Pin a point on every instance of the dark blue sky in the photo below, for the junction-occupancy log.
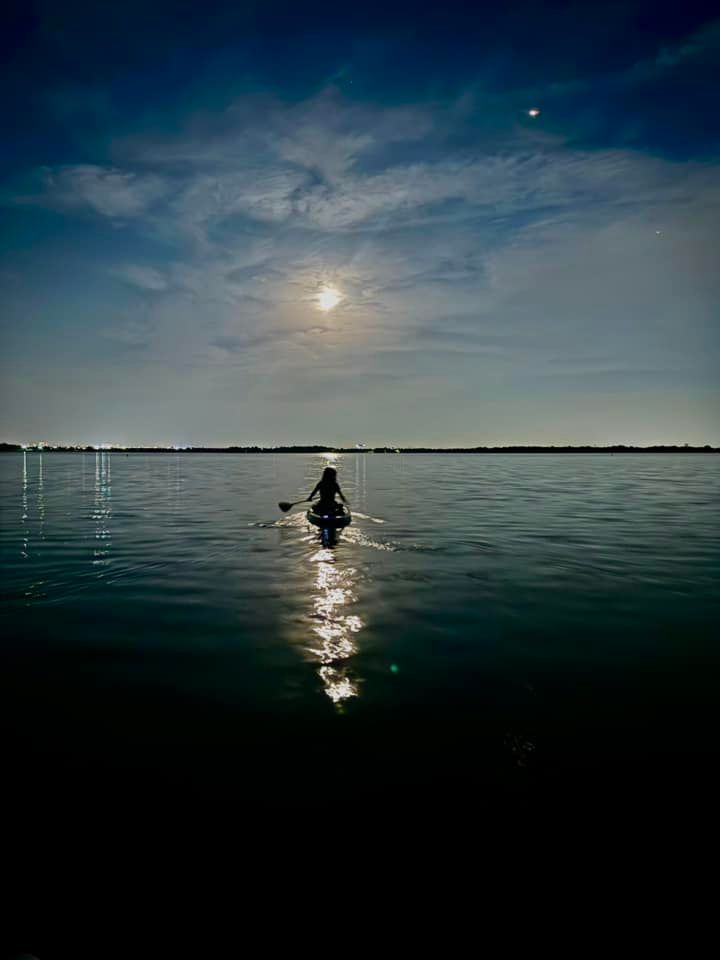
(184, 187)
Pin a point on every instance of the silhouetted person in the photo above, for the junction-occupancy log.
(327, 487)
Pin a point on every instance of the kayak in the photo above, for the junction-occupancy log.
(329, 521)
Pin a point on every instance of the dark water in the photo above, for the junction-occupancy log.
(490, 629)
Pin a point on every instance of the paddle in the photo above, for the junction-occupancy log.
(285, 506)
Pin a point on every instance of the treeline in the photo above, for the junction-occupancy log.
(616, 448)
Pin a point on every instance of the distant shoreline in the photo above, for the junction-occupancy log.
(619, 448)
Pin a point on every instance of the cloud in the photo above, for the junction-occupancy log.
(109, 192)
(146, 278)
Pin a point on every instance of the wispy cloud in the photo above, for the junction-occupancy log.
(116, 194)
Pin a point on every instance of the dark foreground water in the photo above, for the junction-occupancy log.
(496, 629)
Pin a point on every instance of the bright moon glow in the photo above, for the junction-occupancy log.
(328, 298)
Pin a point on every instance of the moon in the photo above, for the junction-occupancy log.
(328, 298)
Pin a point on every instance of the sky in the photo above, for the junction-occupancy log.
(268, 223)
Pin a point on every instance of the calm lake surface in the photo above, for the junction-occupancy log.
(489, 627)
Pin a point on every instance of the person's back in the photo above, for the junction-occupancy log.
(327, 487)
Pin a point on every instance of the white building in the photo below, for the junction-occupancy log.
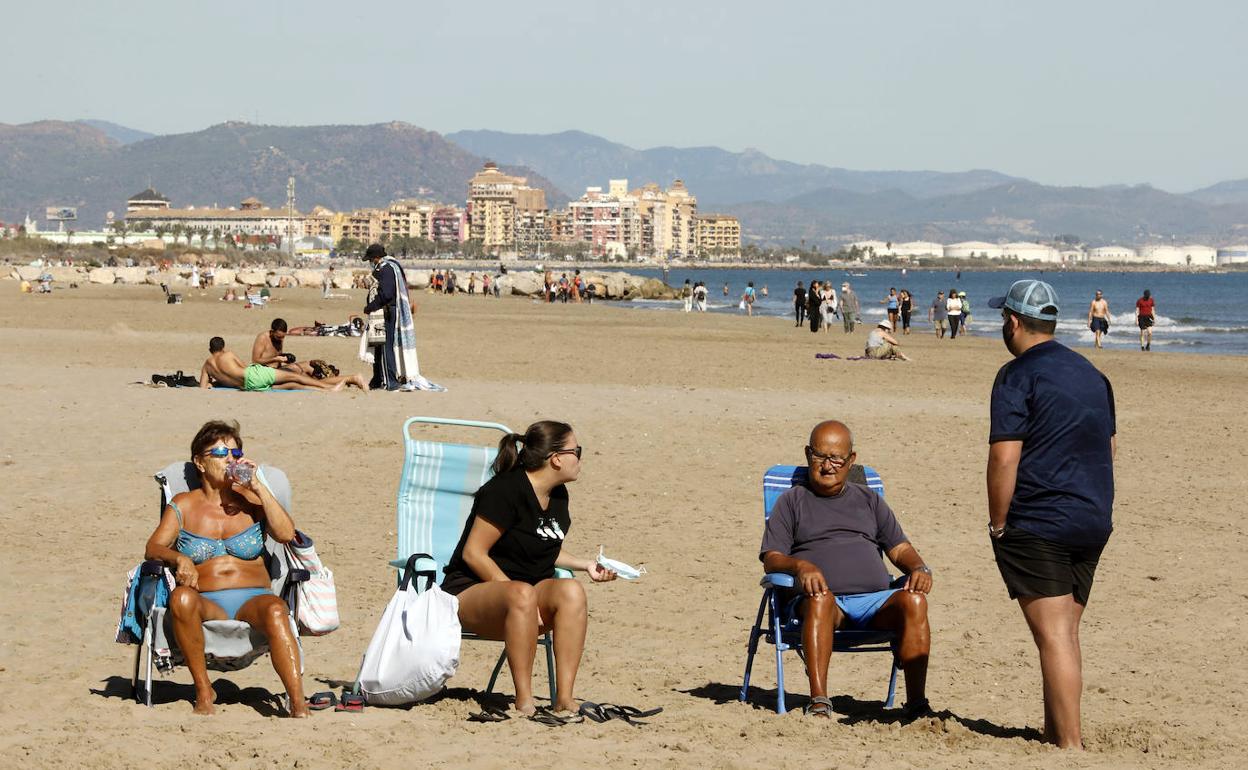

========================================

* **Your instructions**
Please rewrite the records from the line with "Pin a point on every instance of the moon" through the end of the records, replacing "photo" with "image" and changing nothing else. Leave the pictures out of your answer.

* **Solution to this problem**
Pin a point on every instance of the moon in the image above, for the junction-occupancy log.
(328, 298)
Pin a point on every instance of the sky in the image above, for the junction-occupancy log.
(268, 223)
Pin a point on every instance of the calm lake surface in the image above, for the junction-occupancy log.
(489, 627)
Pin a point on every instance of the person's back in the image above, for the junction-occupancy log.
(327, 487)
Pin a point on every instance of the white building in the image below, for the junction-occupancy log.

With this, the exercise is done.